=== Problem requirements ===
Print all records exactly, leaving nothing out.

..............................

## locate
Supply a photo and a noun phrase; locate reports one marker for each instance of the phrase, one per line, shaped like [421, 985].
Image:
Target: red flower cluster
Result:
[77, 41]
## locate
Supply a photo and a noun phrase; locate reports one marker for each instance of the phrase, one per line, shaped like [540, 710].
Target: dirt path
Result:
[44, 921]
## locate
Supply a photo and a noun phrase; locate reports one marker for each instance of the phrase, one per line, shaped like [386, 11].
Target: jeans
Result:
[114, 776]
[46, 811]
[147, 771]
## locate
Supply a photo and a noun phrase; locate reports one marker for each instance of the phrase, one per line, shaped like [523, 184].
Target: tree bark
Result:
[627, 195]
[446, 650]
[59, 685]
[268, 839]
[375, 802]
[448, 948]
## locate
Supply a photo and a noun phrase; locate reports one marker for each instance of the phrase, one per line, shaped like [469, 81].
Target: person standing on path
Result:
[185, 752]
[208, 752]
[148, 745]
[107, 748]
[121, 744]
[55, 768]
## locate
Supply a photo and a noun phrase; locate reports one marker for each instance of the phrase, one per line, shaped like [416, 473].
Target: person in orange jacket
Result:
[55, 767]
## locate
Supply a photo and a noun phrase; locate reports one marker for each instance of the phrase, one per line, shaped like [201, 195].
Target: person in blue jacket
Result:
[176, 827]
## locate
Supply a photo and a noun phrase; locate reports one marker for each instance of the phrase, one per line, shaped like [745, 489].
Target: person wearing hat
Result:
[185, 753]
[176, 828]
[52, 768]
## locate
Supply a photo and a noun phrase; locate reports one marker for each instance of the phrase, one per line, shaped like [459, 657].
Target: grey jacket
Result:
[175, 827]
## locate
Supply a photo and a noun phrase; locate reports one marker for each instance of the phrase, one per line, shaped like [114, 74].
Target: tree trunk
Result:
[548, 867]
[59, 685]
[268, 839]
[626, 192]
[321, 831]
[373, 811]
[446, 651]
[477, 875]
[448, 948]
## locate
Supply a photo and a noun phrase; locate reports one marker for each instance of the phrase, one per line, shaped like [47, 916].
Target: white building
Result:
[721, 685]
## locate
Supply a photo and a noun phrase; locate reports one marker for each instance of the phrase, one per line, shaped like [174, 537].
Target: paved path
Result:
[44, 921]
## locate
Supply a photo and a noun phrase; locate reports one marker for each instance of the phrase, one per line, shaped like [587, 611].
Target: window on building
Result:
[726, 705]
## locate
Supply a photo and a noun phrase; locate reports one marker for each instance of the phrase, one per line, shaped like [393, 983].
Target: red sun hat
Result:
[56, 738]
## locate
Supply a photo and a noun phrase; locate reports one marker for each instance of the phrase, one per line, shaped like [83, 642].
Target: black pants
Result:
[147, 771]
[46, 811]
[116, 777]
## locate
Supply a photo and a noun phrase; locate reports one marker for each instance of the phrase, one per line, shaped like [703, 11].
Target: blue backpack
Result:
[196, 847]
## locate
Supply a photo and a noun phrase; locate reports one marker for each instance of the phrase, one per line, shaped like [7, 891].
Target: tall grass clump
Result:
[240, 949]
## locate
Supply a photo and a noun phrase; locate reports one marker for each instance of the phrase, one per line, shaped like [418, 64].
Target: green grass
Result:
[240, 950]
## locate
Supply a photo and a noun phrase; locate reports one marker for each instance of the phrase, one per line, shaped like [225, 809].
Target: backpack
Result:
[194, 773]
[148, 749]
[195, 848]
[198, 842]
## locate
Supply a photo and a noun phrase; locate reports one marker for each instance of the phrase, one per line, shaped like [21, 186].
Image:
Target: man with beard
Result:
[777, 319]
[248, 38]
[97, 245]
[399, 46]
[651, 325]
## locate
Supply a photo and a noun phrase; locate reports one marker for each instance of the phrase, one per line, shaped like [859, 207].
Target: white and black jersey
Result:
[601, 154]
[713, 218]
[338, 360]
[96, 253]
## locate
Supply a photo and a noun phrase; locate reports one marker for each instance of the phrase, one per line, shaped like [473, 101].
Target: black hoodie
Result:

..............................

=== Full solution ===
## locate
Supply a photo and a noun phrase; locate reports one marker for each instance of the phrase, one per line, shaped like [421, 985].
Image:
Target: red flower cluster
Result:
[77, 41]
## locate
Supply a photo and a noun phrase; locate reports one marker for each instance of the phrase, one per line, shaped like [540, 710].
Target: dirt path
Result:
[44, 921]
## locate
Supply a photo and a noun phrase; locate reports one marker for each instance of the phrase, one per line, shaped like [386, 11].
Target: jeans
Result:
[114, 776]
[46, 811]
[147, 771]
## locate
Supply a photo and a noun phrase; locate reports one marker for each instance of the phrase, one per line, shaped like [523, 184].
Target: tree bark
Result:
[627, 195]
[446, 650]
[59, 685]
[268, 839]
[375, 802]
[448, 948]
## locate
Supply a photo and a noun phrase; locate reports one marker for each instance of the phrase, one per line, shaped like [469, 81].
Target: person standing on path
Result:
[185, 752]
[208, 752]
[148, 745]
[107, 748]
[121, 744]
[55, 768]
## locate
Supply a photo and a noun phrase; locate reports one marker for each instance of the phrase, one per line, shaped like [416, 473].
Target: person in orange jacket
Result:
[55, 767]
## locate
Supply a photo and a noun phrase; locate reports one marker for each instance of the phrase, one per line, shaped like [201, 195].
Target: person in blue jacket
Result:
[176, 827]
## locate
Supply a photo and a noun phrase; locate reports one marker for each instance of the phrase, one per line, shaped like [745, 489].
Target: person wearing hat
Result:
[185, 753]
[176, 828]
[52, 768]
## locate
Supply a photo and a noun phrase; locate reports one marker for each instance of the phrase, one per line, shaped like [459, 657].
Target: grey jacket
Result:
[175, 827]
## locate
Supply a photo and a noun phrase; locate reports one marker for each instance of the phrase, one per line, shaped like [114, 74].
Target: tree trunk
Result:
[548, 867]
[59, 685]
[268, 839]
[626, 192]
[321, 831]
[373, 811]
[446, 651]
[477, 875]
[448, 948]
## locate
Supply a photo and a noun phrase; locate reports one marker for each instance of the phrase, one per line, shaped like [47, 916].
Target: white building
Result:
[721, 685]
## locate
Supply a photo and a noun phrase; locate reports one marker for each instance of the phrase, one per line, shaped like [174, 537].
Target: paved path
Result:
[44, 921]
## locate
Supply a photo and a noun phrase; locate reports one marker for each instance of the phrase, one per line, shaped like [587, 611].
Target: window on building
Result:
[726, 705]
## locate
Supply a photo and a noun phrase; locate reports one marker for each instance of the phrase, one per line, shaped like [393, 983].
Target: red sun hat
Result:
[56, 738]
## locate
Supply a photo and a noun phrase; locate reports one marker for each instance of the phrase, one per line, shaped like [83, 642].
Target: black pants
Result:
[147, 771]
[46, 811]
[116, 777]
## locate
Supply a photo and a noun phrase; locate reports one marker for each instance of the phrase, one per line, shaped like [703, 11].
Target: blue backpack
Result:
[196, 847]
## locate
Supply a photo and a noun phrase; locate reports one marker for each instance of the phrase, one per line, shaped like [7, 891].
Target: tall grass clump
Result:
[240, 949]
## locate
Supply a photo and a noun phrase; locate reports one marker for each instance of the phrase, one per line, shaped like [418, 64].
Target: green grass
Result:
[240, 950]
## locate
Supply a photo and a noun phrase; locate reports one marker for each instance of the phrase, one per line, shaped like [225, 809].
Target: backpack
Result:
[194, 773]
[148, 749]
[195, 848]
[198, 842]
## locate
Supply a photo and a noun phrase; locate reports one marker for each instance of the phrase, one per line, shaped like [21, 186].
Image:
Target: man with beard
Result:
[777, 319]
[248, 38]
[97, 245]
[399, 46]
[651, 325]
## locate
Supply a photo and a noun phrase; locate reports one marker for each instance of the phrase, one per line, shaped like [859, 207].
Target: white and black jersey
Result:
[601, 154]
[713, 218]
[338, 360]
[96, 253]
## locate
Supply a photo and a noun phrase; locate reports one marker for each instance of the phrase, one per line, shaped like [473, 101].
Target: black hoodie
Result:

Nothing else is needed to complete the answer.